_EXTRAIT CHOISI_:

Bob Webster a récemment été reconnu meilleur éleveur du circuit P.E.I. Colt Stakes des 75 dernières années et s’est mérité à deux reprises la Glen Kennedy Memorial Award pour sa contribution exceptionnelle à l’industrie de l’élevage. De plus, plusieurs de ses foals ont été reconnus meilleurs poulains et juments des Maritimes.
Par contre, à travers tous ses succès, Bob demeure humble et terre à terre. « Nous avons éduqué quatre filles et nous avons aujourd’hui six petits-fils et trois petites-filles, » nous fait remarquer cet homme de famille, quand nous lui demandons de quoi il est le plus fier dans sa vie. « Nous avons pu payer nos factures et nous fabriquer une retraite confortable grâce en partie à notre bon ami et comptable compétent depuis 52 ans, Jack Mulligan. Nous sommes passés à travers 2009 en vie après un grave infarctus et après cet épisode, nous avons réussi à diminuer dramatiquement notre population chevaline et continuer de profiter de la vie sur la ferme. »

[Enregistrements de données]
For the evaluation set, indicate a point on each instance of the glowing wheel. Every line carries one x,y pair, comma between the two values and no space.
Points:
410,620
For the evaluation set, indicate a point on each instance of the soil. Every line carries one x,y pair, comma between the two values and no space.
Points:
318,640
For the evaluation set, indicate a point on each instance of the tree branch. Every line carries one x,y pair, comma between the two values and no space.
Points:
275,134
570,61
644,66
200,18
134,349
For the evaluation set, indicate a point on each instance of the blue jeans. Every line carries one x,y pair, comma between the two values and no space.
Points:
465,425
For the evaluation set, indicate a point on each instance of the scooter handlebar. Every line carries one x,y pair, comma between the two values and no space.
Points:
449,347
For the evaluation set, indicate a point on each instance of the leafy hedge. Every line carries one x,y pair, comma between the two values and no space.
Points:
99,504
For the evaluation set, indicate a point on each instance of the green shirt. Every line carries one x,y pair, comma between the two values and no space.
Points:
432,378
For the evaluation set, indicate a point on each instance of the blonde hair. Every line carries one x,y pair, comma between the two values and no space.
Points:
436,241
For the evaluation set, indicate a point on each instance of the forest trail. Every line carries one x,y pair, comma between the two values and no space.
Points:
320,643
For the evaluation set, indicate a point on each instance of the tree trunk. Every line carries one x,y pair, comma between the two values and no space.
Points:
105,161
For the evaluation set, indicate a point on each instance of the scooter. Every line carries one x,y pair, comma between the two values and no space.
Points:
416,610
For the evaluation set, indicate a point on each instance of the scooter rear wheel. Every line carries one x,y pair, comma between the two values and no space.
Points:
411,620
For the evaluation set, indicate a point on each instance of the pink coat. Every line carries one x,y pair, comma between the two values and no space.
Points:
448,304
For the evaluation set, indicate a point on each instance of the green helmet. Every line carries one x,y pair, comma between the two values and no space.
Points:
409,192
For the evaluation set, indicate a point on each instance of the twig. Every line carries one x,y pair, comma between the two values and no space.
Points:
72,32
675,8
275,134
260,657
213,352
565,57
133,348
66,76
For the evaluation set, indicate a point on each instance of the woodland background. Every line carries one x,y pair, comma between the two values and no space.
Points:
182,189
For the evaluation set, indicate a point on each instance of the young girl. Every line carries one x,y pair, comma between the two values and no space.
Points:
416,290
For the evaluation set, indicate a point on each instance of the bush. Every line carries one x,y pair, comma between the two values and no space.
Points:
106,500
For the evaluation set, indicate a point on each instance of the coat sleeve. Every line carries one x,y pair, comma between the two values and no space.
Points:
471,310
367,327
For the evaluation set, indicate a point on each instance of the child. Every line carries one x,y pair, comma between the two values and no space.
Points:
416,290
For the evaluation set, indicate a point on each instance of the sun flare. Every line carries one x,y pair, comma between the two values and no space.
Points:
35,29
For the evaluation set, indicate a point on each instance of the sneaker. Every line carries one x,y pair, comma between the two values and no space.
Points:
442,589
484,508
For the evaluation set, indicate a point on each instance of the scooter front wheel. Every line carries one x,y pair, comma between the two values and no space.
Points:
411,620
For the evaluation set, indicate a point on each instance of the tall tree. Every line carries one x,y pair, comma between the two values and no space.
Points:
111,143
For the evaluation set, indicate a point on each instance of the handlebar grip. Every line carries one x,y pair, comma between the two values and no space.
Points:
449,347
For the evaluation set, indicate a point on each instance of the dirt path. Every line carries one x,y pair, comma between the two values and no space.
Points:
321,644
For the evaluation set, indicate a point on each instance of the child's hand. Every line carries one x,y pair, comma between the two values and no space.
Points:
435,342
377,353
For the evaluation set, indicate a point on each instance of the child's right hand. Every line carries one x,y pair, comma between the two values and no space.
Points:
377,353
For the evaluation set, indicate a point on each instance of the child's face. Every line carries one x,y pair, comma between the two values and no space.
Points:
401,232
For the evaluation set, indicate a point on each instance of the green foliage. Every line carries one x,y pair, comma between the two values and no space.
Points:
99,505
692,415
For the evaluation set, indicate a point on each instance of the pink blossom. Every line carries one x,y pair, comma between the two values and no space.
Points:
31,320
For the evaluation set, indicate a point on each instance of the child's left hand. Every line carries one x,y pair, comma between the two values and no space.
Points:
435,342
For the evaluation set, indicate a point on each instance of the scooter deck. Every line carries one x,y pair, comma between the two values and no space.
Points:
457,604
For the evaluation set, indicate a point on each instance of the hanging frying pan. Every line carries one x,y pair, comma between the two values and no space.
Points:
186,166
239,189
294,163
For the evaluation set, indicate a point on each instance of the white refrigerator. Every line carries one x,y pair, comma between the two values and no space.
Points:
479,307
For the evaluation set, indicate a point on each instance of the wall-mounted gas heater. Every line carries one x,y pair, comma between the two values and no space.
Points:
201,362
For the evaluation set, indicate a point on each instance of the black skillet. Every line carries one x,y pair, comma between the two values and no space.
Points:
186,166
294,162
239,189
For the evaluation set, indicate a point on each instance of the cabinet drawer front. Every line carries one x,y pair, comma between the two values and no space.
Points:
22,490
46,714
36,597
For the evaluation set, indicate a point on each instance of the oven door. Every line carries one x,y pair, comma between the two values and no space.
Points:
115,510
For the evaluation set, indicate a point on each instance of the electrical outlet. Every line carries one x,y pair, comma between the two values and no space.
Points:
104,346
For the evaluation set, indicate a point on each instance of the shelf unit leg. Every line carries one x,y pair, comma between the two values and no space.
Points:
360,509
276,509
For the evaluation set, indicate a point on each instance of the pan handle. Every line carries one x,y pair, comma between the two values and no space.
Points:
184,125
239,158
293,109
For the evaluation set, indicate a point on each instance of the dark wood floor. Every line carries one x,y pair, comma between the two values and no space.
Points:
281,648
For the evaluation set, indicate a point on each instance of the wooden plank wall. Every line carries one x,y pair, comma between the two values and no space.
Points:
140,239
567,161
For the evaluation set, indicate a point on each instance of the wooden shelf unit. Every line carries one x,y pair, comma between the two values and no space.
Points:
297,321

_EXERCICES À TRAITER_:
A - Recopiez, dans l'extrait sur Bob Webster, tout ce qui va de "Bob Webster a" jusqu'à "juments des Maritimes.".
B - D'après l'extrait sur Bob Webster, depuis combien d'années Jack Mulligan est-il l'ami et le comptable de Bob ?
C - Prolongez l'extrait sur Bob Webster à partir de l'endroit où il s'arrête.

_CORRIGÉ_:
A -
Bob Webster a récemment été reconnu meilleur éleveur du circuit P.E.I. Colt Stakes des 75 dernières années et s’est mérité à deux reprises la Glen Kennedy Memorial Award pour sa contribution exceptionnelle à l’industrie de l’élevage. De plus, plusieurs de ses foals ont été reconnus meilleurs poulains et juments des Maritimes.

B - Depuis 52 ans.

C -
La conscience professionnelle et la passion de Bob sont apparues non seulement dans sa carrière, mais aussi dans sa vie de famille. Lui et sa femme sont mariés depuis 54 ans, croyez-le ou non, ils se sont rencontrés alors que Bob était à la maison pour les vacances d’été durant ses études à l’école de médecine vétérinaire et que Nina était en vacances à l’I.P.É.
« Nous nous sommes rencontrés à l’Île au The Rollaway – un endroit où l’on dansait, » se rappelle Nina, qui travaillait comme assistante dentaire à Halifax à ce moment-là. « En fait, il m’a d’abord vue sur la rue. Il m’a regardée et a dit ‘je serais bien d’accord de sortir avec elle,’ et ce même soir, il m’a rencontrée à la danse. Il est rentré à la maison ce soir-là et a appelé sa soeur Millie et lui a dit, ‘je viens de rencontrer la fille que je vais épouser.’ Nous nous sommes mariés l’année suivante! »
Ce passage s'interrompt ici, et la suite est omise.